課題と演習:
[1] 多軸加速度センサユニットの文章のうち、「従来、この種の多軸加速度センサユニットは」で始まる段落を、主な事実を残したまま箇条書きに短くまとめなさい。
[2] 多軸加速度センサユニットの文章の異なる箇所に書かれている事実について、次の(a)〜(c)に答えなさい。解答にも同じ記号を付けること。
(a) 本発明では、多軸加速度センサユニットを回転台15上のどの位置に載置するか。
(b) 本発明で2軸の加速度を検出するために用いる二つの力は何か。
(c) 従来の方法で検出台6を振動させる方向は、何と呼ばれているか。
[3] 多軸加速度センサユニットの文章を、最後の文の後から書き継ぎなさい。

説明

多軸加速度センサユニット

【課題】本発明は、直交する2軸に対して加速度を検出する多軸加速度センサユニットにおける検出レベルの確認方法に関し、検出レベルの検査工程において多軸角速度センサユニットに与える負荷を低減することを目的とする。
【解決手段】本発明は、直交する2軸を検出軸2,3とした多軸加速度センサユニットにおいて、多軸加速度センサユニットを回転台15上の偏芯位置に載置して回転台15を回転させ、この回転に伴い多軸加速度センサユニットに働く遠心力16と、回転の回転速度の変化により生じる慣性力17を用いて2軸の加速度を検出する。

【発明の詳細な説明】
【技術分野】
【0001】
本発明は、直交する2軸に対して加速度を検出する多軸加速度センサユニットにおける検出レベルの確認方法に関する。
【背景技術】
【0002】
従来、この種の多軸加速度センサユニットは図4に示すようにパッケージ1内に検出軸2,3に対応した加速度センサ4,5を配置する構造となっており、パッケージ1内に加速度センサ4,5を組み付けた後に各加速度センサ4,5の検出レベルを確認するため、多軸加速度センサユニットを検出台6の上に配置しこの検出台6を多軸加速度センサユニットの検出軸2,3のそれぞれに対して傾斜する方向(振動方向7)に振動させ、この振動により得られた各検出軸2,3の加速度情報を予め設定された基準値と比較させ検出レベルを確認し、検出レベルの補正値を設定していた。
【0003】
なお、この出願の発明に関連する先行技術文献情報としては、例えば、特許文献1が知られている。

データ抜粋:
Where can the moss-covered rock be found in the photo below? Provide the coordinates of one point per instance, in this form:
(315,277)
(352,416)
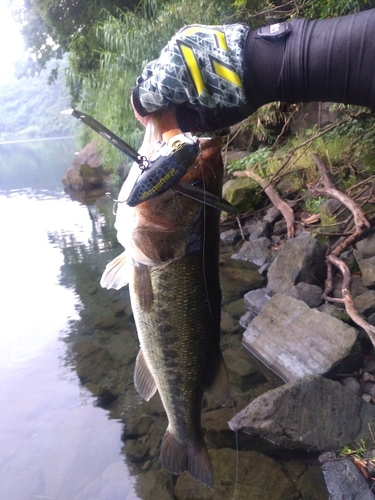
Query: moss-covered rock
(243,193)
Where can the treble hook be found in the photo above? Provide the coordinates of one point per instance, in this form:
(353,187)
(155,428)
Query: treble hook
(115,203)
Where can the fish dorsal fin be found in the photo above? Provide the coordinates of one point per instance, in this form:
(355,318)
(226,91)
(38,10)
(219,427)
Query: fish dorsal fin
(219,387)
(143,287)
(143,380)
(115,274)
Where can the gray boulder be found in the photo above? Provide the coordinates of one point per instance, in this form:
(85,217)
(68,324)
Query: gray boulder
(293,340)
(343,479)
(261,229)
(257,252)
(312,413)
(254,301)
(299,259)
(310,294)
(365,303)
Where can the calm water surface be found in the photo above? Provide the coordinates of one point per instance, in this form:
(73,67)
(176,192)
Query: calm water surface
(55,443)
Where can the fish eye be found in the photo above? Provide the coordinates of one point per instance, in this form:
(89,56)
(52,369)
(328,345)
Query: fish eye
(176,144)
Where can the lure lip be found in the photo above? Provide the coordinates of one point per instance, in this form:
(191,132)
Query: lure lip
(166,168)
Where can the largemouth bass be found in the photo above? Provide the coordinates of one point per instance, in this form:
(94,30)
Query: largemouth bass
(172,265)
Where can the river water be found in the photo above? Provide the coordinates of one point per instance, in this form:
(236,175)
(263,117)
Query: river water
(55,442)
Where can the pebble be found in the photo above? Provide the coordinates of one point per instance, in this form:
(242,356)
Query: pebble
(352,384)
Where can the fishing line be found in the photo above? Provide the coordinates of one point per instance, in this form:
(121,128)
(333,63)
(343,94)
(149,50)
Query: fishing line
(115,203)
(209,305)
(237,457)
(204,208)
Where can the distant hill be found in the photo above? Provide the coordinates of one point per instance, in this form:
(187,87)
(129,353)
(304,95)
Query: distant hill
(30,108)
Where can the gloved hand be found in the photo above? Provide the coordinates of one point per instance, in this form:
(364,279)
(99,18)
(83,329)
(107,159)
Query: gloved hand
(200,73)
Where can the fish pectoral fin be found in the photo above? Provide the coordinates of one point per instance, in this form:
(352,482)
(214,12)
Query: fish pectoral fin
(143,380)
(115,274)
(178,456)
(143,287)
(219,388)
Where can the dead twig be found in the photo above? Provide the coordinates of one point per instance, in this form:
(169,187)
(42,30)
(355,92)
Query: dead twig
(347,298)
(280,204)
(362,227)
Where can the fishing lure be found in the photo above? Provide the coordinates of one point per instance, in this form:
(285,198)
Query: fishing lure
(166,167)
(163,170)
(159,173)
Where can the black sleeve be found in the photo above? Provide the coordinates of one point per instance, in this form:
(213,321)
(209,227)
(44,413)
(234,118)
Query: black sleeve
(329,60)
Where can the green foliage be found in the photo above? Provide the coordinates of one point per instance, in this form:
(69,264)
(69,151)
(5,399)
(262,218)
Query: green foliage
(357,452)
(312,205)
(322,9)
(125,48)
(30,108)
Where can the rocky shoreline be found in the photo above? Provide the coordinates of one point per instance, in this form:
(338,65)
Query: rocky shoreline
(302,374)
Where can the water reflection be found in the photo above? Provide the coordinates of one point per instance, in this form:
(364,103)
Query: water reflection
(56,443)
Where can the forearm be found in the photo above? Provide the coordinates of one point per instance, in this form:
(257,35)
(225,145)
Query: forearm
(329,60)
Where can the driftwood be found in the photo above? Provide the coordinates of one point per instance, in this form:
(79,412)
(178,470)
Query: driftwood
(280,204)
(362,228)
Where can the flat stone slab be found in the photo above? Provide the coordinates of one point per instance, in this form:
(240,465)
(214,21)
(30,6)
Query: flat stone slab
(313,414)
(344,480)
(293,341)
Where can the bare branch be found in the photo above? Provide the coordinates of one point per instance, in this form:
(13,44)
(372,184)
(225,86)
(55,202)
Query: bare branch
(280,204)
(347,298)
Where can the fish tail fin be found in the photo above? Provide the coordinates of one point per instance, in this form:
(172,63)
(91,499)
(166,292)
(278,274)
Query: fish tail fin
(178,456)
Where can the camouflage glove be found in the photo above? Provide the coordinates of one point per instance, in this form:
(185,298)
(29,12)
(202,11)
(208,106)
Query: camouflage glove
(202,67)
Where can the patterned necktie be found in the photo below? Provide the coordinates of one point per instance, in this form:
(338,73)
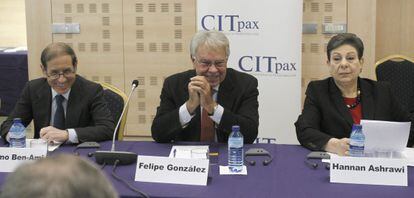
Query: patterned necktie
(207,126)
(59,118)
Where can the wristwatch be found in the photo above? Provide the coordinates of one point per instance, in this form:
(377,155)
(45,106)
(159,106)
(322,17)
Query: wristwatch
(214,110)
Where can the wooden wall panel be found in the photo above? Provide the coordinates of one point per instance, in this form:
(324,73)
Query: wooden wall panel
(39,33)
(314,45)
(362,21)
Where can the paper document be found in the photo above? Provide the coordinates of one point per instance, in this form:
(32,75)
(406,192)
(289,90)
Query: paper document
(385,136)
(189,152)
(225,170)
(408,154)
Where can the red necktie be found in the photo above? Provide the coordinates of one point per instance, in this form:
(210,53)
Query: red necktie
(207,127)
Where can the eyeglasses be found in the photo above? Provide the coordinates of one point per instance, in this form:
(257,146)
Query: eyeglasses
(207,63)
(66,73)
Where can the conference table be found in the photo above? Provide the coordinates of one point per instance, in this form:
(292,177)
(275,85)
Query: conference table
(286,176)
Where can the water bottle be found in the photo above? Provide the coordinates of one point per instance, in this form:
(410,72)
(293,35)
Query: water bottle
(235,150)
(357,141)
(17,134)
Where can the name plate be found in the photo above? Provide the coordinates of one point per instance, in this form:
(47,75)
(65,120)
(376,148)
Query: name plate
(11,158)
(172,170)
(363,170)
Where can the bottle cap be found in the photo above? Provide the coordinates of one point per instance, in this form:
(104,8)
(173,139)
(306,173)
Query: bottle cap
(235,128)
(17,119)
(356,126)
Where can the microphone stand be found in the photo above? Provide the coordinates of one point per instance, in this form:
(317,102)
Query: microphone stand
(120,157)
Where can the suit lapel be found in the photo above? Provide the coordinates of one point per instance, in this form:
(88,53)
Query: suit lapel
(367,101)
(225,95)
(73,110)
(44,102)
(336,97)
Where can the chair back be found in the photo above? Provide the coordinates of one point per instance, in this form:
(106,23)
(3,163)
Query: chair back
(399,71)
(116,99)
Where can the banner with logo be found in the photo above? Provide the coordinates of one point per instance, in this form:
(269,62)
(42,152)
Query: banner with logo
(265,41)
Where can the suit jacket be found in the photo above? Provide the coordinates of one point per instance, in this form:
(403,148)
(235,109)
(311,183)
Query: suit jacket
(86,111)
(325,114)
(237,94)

課題の解答:
[1]
- 従来の多軸加速度センサユニットは、パッケージ1内に検出軸2,3に対応する加速度センサ4,5を配置する構造である。
- 加速度センサ4,5を組み付けた後、各センサの検出レベルを確認するため、ユニットを検出台6の上に置く。
- 検出台6を、検出軸2,3のそれぞれに対して傾斜する方向(振動方向7)に振動させる。
- 振動で得た各検出軸の加速度情報を予め設定された基準値と比較して検出レベルを確認し、その補正値を設定していた。

[2]
(a) 偏芯位置
(b) 回転に伴って多軸加速度センサユニットに働く遠心力16と、回転速度の変化により生じる慣性力17
(c) 振動方向7(検出軸2,3のそれぞれに対して傾斜する方向)

[3]
【先行技術文献】
【特許文献】
【0004】
【特許文献1】特開2006−153754号公報
【発明の概要】
【発明が解決しようとする課題】
【0005】
しかしながら、検出台6の振動方向7と多軸加速度センサユニットの検出軸2,3が一致していないため、振動方向7に働く力8を直交する2つの検出軸2,3の方向に分配しなければならず、所定の検出レベルを得るにあたり検出台6の振動量を大きくする必要があり、検出レベルの検査工程において多軸加速度センサユニットに大きな負荷を与えてしまうという問題があった。
【0006】
そこで、本発明はこのような問題を解決し、検出レベルの検査工程において多軸加速度センサユニットに与える負荷を低減することを目的とする。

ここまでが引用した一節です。